What you need to do: Extract every line in the entries below that contains the string "sign". The match is case-sensitive.

Extracted records:
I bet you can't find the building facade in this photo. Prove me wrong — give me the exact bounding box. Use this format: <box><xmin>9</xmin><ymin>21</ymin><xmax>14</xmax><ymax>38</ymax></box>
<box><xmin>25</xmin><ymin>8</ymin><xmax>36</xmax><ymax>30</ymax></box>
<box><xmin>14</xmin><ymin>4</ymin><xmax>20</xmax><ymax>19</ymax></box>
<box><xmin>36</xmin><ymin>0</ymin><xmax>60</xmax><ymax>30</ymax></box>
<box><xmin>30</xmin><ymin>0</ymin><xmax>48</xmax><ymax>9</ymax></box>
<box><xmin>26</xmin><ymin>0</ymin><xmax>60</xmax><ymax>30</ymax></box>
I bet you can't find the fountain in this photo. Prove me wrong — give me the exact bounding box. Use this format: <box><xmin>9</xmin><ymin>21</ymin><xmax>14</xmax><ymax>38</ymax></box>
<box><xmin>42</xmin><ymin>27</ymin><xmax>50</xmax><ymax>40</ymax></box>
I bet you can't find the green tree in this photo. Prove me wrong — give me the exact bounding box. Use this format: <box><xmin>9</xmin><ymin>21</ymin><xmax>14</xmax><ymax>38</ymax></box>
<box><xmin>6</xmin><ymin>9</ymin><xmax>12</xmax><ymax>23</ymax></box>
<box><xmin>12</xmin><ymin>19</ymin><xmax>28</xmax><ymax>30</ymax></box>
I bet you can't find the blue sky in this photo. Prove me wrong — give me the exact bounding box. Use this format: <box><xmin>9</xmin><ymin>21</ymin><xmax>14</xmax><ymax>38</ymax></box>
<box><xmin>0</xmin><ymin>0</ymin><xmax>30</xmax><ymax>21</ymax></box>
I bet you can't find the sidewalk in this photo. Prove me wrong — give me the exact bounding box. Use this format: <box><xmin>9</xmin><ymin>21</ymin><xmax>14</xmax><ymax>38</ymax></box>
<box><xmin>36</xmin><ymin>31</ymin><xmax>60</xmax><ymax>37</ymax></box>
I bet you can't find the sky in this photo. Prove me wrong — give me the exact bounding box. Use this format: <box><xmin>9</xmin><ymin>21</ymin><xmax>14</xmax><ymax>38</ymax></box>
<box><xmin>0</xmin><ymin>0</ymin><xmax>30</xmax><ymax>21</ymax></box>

* * *

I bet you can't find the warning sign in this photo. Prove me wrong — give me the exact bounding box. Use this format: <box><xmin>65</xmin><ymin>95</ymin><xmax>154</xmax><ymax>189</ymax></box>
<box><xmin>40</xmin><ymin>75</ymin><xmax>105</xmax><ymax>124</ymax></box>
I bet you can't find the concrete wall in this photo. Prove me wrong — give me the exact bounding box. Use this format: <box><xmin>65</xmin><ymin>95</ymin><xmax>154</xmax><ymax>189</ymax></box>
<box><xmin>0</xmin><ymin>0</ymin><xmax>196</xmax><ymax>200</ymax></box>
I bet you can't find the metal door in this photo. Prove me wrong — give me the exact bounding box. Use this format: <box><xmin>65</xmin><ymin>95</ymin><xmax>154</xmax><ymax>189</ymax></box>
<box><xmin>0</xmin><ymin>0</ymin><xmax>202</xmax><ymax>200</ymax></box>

==

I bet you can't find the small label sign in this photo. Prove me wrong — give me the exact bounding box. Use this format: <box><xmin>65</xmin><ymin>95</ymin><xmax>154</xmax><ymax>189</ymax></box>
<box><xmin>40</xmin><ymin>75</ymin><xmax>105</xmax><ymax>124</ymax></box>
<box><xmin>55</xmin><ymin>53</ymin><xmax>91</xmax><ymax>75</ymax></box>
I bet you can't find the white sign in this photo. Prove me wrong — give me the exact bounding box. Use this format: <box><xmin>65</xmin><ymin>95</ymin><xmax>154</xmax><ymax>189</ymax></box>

Result below:
I bet you can't find the warning sign in this photo. Prove me wrong — give me the exact bounding box. Use this format: <box><xmin>65</xmin><ymin>95</ymin><xmax>154</xmax><ymax>189</ymax></box>
I bet you can't find the small label sign in this photo. Prove me wrong — give me the exact bounding box. Use this format: <box><xmin>65</xmin><ymin>95</ymin><xmax>154</xmax><ymax>189</ymax></box>
I bet you can't find the white sign in this photo. Prove me wrong — give me the exact bounding box. Use this format: <box><xmin>65</xmin><ymin>95</ymin><xmax>154</xmax><ymax>189</ymax></box>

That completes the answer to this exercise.